- _FRAGMENTO DE ORIGEN_:
= = = =
En 1995, su obra se expone en las Baleares y aprovecha la estancia para iniciar un nuevo proceso que tendrá primordialmente como base el círculo de papel. Siempre bajo la sinuosidad se mantendrá la figura; pero como imagen. El perfil será la forma preferente. Estas siluetas, casi siempre suspendidas y atractivamente frías, crearán un discurso propio retenido en el tiempo. En Mallorca, tierra de origen de Miró y de estancia de otros artistas y escritores como Graves, aparecerán otra vez las caracolas, los cocos, los números y varios elementos del lenguaje lucumí. Pero en esta fase percibimos la introducción de iconos muy mediterráneos que contrastan con los mencionados, como la luna mora, el tapiz, figuras medievales como los monjes, bases arquitectónicas como la bóveda y, a menudo, el azul marino como mar de fondo en el área de sus círculos.

Al regresar a Miami, inicia una etapa de adaptación común a cualquier bienvenido que desea comprender la sociedad americana. Las tablas adivinatorias aparecen en sus lienzos y grabados con un lenguaje llano en el trazo y críptico en su significado. En Tomado (1999) un sujeto se entroniza; mientras llueve, se incorpora el mar en su discurso. En El Cazador una tabla custodia los caracoles; entretanto, unos animales se fagocitan asimismos. En Piedra, una notable composición donde una sutura nos recuerda los sesgos de Lucio Fontana en sus lienzos, la tela se quiebra horizontalmente para dejar entrar la luz. En su pátina aparece la escritura de un viaje iniciático lleno de símbolos e imágenes libertinas; en otras zonas, lo funerario y lo cotidiano afloran escondidos entre cenefas aparentemente decorativas. La geometría y la matemática se entrelazan en este momento para crear un mundo aparentemente estético, pero lleno de significado. A mi entender los temas clásicos de la soledad y la incomunicación están presentes en este período. Sus máscaras y sus líneas que emergen de la boca de sus perfiles, así lo testifican.
= = = =
- _MATERIAL EXTRAÍDO_:
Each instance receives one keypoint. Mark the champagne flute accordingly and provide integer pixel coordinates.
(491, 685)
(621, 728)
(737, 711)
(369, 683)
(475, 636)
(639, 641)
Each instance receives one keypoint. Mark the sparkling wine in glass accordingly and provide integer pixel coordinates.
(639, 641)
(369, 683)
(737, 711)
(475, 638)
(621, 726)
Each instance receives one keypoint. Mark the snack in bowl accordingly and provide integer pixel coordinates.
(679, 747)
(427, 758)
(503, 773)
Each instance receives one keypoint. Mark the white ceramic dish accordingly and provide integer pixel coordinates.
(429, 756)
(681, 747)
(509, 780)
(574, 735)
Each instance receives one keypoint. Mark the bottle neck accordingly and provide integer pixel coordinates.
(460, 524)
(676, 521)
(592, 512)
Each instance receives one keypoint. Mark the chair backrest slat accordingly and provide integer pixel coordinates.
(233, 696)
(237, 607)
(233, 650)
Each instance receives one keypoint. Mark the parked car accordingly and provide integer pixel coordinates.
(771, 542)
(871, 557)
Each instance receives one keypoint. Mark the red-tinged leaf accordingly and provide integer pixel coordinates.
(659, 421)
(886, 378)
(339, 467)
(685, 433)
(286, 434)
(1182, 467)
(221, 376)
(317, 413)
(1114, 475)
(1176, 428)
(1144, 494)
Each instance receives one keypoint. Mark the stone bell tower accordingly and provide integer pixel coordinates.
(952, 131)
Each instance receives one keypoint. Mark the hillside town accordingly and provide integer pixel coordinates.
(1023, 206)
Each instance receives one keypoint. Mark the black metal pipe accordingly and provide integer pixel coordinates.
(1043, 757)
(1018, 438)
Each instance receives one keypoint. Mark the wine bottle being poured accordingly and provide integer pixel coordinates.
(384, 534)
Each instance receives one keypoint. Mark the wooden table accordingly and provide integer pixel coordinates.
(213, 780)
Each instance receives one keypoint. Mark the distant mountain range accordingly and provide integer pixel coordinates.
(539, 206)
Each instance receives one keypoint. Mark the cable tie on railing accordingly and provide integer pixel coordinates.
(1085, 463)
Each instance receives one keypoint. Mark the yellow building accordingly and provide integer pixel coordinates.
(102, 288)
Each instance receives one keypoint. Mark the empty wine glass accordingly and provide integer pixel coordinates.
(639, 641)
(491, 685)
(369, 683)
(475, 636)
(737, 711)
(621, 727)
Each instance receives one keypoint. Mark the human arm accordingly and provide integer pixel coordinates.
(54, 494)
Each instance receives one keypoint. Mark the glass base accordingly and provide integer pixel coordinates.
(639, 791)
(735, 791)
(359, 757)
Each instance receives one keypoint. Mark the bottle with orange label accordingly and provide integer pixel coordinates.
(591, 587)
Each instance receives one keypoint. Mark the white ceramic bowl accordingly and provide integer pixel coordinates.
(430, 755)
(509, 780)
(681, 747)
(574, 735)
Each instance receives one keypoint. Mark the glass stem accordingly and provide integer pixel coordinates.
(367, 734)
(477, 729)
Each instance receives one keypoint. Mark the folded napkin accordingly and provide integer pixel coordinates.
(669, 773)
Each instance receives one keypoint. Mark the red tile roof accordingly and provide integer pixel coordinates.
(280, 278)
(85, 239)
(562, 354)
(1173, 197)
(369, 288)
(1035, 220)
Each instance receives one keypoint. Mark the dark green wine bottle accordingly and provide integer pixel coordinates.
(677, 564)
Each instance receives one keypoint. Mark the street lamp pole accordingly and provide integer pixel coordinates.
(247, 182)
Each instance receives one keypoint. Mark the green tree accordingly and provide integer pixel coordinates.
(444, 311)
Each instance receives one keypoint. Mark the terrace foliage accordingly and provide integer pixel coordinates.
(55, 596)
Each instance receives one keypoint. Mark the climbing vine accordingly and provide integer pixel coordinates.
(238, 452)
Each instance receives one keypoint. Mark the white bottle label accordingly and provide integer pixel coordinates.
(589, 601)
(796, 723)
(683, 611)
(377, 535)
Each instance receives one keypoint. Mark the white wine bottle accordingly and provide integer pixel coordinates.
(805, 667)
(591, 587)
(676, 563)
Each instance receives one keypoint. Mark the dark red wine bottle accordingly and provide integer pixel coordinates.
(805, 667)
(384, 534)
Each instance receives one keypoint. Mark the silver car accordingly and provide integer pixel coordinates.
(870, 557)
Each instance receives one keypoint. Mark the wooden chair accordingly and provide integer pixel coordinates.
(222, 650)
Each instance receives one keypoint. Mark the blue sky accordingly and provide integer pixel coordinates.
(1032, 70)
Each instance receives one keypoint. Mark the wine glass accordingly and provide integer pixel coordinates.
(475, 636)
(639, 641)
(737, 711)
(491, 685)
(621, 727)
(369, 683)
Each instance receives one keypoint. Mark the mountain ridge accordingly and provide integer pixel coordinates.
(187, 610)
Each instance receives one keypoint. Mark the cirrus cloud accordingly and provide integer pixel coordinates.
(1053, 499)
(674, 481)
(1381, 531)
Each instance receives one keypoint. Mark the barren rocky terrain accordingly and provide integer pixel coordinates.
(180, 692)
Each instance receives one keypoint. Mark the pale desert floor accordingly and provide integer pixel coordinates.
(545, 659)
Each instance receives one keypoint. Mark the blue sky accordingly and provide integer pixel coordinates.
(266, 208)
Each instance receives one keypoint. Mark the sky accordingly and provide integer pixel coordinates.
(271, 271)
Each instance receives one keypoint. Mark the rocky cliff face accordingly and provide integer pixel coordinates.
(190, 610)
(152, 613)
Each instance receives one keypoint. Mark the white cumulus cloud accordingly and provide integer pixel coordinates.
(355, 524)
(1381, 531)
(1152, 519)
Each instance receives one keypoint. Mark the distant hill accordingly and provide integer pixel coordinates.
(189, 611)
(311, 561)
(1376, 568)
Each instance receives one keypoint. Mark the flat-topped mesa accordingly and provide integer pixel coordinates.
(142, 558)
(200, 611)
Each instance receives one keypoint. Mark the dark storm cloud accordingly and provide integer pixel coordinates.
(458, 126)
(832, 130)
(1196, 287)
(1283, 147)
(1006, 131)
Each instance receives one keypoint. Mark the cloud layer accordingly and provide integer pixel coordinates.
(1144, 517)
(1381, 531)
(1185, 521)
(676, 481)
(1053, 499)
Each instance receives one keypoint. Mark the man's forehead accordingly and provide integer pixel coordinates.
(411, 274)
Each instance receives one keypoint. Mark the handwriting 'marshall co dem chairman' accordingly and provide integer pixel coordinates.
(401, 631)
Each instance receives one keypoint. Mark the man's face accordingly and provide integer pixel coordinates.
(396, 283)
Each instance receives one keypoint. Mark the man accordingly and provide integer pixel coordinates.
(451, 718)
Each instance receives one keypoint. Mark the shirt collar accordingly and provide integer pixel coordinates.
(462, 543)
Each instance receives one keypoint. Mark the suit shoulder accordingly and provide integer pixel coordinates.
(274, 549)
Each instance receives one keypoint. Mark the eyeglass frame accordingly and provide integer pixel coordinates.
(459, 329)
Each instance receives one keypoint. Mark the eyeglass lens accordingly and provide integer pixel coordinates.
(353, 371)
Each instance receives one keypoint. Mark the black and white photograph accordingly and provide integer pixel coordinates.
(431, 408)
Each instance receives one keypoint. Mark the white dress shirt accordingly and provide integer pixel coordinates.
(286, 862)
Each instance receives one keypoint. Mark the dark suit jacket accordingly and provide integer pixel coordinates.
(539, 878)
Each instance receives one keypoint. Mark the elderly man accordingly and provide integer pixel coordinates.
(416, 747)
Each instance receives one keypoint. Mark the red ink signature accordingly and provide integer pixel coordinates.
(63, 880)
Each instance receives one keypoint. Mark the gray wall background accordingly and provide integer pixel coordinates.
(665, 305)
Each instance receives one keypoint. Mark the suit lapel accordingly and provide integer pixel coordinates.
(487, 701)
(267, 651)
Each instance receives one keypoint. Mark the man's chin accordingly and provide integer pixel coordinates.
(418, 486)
= = = =
- _TAREAS DEL EJERCICIO_:
- 1) Cita textualmente el fragmento de origen desde "En 1995, su" hasta "de sus círculos.", ambos incluidos.
- 2) Resume el fragmento de origen en dos oraciones, por favor.

- _RESPUESTAS EN ORDEN_:
- 1)
En 1995, su obra se expone en las Baleares y aprovecha la estancia para iniciar un nuevo proceso que tendrá primordialmente como base el círculo de papel. Siempre bajo la sinuosidad se mantendrá la figura; pero como imagen. El perfil será la forma preferente. Estas siluetas, casi siempre suspendidas y atractivamente frías, crearán un discurso propio retenido en el tiempo. En Mallorca, tierra de origen de Miró y de estancia de otros artistas y escritores como Graves, aparecerán otra vez las caracolas, los cocos, los números y varios elementos del lenguaje lucumí. Pero en esta fase percibimos la introducción de iconos muy mediterráneos que contrastan con los mencionados, como la luna mora, el tapiz, figuras medievales como los monjes, bases arquitectónicas como la bóveda y, a menudo, el azul marino como mar de fondo en el área de sus círculos.

- 2) En 1995, con su obra expuesta en las Baleares, comienza un nuevo proceso basado en el círculo de papel, con el perfil como forma preferente y con iconos mediterráneos que contrastan con elementos del lenguaje lucumí. Tras el regreso a Miami, las tablas adivinatorias aparecen en sus lienzos y grabados, y la geometría y la matemática se entrelazan para crear un mundo aparentemente estético, pero lleno de significado.